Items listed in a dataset
↓↓↓
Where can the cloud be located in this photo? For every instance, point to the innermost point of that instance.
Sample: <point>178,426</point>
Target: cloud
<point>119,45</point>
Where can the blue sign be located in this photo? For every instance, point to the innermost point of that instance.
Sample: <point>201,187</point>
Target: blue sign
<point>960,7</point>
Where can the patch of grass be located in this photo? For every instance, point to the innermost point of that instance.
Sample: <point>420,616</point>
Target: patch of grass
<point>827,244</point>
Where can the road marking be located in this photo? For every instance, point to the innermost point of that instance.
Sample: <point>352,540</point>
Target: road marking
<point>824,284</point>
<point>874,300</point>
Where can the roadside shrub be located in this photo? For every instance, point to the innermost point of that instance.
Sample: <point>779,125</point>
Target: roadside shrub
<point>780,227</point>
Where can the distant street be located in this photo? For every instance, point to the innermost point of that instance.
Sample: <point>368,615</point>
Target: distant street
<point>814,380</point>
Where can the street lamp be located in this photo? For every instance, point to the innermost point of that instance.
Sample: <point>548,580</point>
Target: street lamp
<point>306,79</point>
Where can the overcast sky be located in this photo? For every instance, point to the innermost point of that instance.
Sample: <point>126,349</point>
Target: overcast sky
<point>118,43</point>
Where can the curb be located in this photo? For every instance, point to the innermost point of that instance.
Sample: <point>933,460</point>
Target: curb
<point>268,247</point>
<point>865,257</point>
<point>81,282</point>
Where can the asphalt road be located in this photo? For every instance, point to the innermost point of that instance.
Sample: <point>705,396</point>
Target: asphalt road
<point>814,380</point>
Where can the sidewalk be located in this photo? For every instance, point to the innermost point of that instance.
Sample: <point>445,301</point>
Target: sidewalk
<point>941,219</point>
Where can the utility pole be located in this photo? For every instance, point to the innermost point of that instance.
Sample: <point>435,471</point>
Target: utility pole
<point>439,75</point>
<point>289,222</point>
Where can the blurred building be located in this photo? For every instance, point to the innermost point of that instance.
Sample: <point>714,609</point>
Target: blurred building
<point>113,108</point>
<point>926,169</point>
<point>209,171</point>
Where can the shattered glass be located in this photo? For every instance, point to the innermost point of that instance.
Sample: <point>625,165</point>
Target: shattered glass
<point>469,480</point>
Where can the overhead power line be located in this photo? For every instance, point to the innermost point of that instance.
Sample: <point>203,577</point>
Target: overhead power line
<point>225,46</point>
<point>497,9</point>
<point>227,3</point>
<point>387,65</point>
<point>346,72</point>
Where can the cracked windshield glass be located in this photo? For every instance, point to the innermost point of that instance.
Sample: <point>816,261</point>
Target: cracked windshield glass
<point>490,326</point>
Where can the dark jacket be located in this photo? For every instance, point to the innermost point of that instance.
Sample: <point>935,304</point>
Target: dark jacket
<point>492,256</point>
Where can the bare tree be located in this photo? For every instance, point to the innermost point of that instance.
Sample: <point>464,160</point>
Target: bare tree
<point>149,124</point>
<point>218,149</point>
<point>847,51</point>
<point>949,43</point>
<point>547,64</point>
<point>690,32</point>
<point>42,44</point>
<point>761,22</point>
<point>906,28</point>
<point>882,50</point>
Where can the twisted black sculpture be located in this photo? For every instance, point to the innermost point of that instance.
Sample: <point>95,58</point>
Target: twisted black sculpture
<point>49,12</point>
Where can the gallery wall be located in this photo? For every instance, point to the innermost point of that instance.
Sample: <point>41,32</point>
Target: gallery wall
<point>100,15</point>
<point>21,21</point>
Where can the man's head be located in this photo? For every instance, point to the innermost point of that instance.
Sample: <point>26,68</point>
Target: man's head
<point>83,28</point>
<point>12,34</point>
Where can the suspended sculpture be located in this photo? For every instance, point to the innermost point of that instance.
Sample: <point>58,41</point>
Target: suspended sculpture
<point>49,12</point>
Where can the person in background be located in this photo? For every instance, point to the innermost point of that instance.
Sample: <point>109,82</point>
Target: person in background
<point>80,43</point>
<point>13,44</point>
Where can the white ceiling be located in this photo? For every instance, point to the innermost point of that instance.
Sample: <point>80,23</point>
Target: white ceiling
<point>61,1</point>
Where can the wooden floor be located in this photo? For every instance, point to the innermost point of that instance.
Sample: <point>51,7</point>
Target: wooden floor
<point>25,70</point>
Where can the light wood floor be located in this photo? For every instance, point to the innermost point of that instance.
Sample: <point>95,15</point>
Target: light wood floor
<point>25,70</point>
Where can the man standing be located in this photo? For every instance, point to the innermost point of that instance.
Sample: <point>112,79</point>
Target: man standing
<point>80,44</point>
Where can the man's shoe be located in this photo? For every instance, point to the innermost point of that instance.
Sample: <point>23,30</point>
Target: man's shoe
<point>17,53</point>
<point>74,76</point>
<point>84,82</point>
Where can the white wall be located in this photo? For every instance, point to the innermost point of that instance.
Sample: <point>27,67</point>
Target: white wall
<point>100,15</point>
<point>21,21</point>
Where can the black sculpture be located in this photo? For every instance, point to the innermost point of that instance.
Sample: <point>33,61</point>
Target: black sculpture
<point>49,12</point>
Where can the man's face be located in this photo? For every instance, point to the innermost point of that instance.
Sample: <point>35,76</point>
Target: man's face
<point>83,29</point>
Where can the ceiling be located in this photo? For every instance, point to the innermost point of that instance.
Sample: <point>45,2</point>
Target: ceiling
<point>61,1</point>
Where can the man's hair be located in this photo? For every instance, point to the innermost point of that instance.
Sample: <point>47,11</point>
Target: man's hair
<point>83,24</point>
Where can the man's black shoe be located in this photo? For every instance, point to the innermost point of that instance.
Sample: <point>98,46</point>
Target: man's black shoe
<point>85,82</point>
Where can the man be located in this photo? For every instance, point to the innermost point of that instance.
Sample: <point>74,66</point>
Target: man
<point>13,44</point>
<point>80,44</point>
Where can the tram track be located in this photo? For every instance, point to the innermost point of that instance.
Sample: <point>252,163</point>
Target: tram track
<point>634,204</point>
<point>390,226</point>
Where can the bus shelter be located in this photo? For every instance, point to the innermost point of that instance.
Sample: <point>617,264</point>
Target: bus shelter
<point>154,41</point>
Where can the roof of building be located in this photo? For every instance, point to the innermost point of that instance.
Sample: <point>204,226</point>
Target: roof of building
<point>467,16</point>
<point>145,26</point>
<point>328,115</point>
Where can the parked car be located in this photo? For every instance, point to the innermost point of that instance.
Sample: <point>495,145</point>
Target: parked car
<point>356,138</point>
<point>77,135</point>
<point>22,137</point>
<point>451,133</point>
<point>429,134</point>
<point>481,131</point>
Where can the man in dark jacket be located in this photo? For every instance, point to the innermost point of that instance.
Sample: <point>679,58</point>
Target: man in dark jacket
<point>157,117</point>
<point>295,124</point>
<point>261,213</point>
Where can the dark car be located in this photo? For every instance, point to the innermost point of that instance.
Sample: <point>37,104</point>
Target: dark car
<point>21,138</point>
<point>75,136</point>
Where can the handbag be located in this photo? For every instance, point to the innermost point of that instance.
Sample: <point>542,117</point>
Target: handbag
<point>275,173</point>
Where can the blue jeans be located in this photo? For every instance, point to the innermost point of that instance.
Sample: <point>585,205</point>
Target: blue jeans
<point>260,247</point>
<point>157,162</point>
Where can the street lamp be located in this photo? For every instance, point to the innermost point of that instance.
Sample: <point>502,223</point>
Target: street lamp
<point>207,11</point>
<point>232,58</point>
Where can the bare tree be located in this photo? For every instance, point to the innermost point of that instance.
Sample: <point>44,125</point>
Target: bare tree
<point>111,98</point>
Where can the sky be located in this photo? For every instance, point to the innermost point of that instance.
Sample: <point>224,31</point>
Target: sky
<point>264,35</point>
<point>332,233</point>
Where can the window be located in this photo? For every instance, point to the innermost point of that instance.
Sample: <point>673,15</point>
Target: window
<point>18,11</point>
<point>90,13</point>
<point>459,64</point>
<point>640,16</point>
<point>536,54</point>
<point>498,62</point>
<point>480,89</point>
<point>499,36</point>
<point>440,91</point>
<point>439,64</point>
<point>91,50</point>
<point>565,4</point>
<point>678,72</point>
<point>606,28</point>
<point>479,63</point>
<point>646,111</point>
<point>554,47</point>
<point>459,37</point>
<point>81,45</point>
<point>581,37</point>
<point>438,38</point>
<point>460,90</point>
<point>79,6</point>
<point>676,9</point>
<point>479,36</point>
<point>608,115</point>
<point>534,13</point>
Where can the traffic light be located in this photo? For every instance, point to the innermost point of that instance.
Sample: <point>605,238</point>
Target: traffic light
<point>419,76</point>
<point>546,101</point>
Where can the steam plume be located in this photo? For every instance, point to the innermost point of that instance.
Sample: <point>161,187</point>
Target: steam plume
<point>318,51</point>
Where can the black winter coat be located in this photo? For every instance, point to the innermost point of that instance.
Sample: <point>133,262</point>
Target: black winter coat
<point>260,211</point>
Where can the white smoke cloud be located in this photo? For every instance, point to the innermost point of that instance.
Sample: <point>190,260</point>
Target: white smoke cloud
↑↑↑
Task directions:
For this exercise, output exactly the lines above from the line with "Target: blue sign" to the line with "Sample: <point>445,301</point>", counting both, and leave out the rest.

Your response:
Target: blue sign
<point>960,7</point>
Where can the patch of grass be located in this photo? For every instance, point to the innermost point of that instance.
Sample: <point>420,616</point>
Target: patch of grass
<point>827,244</point>
Where can the road marking be located in this photo? For every instance, point to the innermost point of that instance.
Sample: <point>352,540</point>
Target: road marking
<point>824,284</point>
<point>874,300</point>
Where can the roadside shrub be located in this photo? For every instance, point to the innermost point of that instance.
Sample: <point>779,125</point>
Target: roadside shrub
<point>780,227</point>
Where can the distant street be located in this photo? For every instance, point to the innermost point of that instance.
Sample: <point>368,615</point>
Target: distant street
<point>814,380</point>
Where can the street lamp be located in this photo? For every instance, point to the innermost point of that instance.
Sample: <point>548,580</point>
Target: street lamp
<point>306,79</point>
Where can the overcast sky be located in this photo? For every instance, point to the innermost point of that instance.
Sample: <point>126,349</point>
Target: overcast sky
<point>118,43</point>
Where can the curb be located in this photo? For every instance, point to the innermost point of that instance.
Sample: <point>933,460</point>
Target: curb
<point>268,247</point>
<point>865,257</point>
<point>81,282</point>
Where can the asphalt road be located in this photo? For every instance, point to the innermost point of that instance.
Sample: <point>705,396</point>
Target: asphalt road
<point>814,380</point>
Where can the sidewalk be located in this photo? For every instance, point to the innermost point of that instance.
Sample: <point>445,301</point>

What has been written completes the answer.